(Page extract)
%%
FIG. 2 shows a lateral section of a second optimized arrangement including at least two coils in accordance with an exemplary embodiment of the present disclosure. As shown in FIG. 2, a core limb 7 includes a first coil 1 and a second coil 4 are arranged axially one above the other. The first coil 1 has two windings 2, 3 arranged radially one above the other, wherein winding 2 is also designated as inner winding and winding 3 is also designated as outer winding. The second coil 4 has two windings 5, 6 arranged radially one above the other, wherein winding 5 is also designated as inner winding and winding 6 is also designated as outer winding.

Barriers 21, 22, 23, 24, 25 are arranged between the inner winding 2 and the outer winding 3 of the first coil 1 in order to reliably prevent an electrical flashover between the two windings 2, 3. In a similar manner, barriers 27, 28, 29, 30, 31 are arranged between the inner winding 5 and the outer winding 6 of the second coil 4 in order to reliably prevent an electrical flashover between the windings 5, 6.
%%
(Raw records)
%%
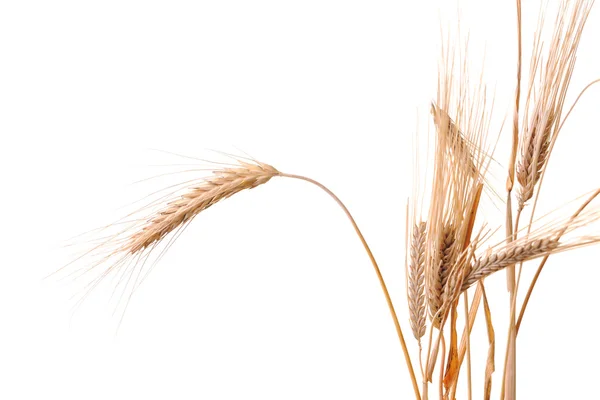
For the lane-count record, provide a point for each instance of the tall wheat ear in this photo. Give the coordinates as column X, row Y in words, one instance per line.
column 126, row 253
%%
%%
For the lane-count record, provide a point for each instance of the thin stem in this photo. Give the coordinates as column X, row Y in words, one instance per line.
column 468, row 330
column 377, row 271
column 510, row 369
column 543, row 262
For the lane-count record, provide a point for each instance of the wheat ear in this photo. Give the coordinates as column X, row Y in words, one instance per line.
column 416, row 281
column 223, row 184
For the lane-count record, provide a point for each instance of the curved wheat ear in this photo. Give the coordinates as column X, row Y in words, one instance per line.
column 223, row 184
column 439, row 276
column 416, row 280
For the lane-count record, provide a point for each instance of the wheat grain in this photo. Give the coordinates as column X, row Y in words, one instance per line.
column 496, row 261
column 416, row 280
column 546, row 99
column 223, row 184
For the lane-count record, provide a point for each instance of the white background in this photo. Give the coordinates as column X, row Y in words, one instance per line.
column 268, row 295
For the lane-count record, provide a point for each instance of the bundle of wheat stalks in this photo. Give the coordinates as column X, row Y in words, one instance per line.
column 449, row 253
%%
(Task requirements)
• 1. In the coil arrangement text, which barriers are placed between the inner and outer windings of the second coil?
• 2. Copy out the coil arrangement text from "FIG. 2 shows" to "6 is also designated as outer winding.".

(Responses in order)
• 1. Barriers 27, 28, 29, 30, 31

• 2.
FIG. 2 shows a lateral section of a second optimized arrangement including at least two coils in accordance with an exemplary embodiment of the present disclosure. As shown in FIG. 2, a core limb 7 includes a first coil 1 and a second coil 4 are arranged axially one above the other. The first coil 1 has two windings 2, 3 arranged radially one above the other, wherein winding 2 is also designated as inner winding and winding 3 is also designated as outer winding. The second coil 4 has two windings 5, 6 arranged radially one above the other, wherein winding 5 is also designated as inner winding and winding 6 is also designated as outer winding.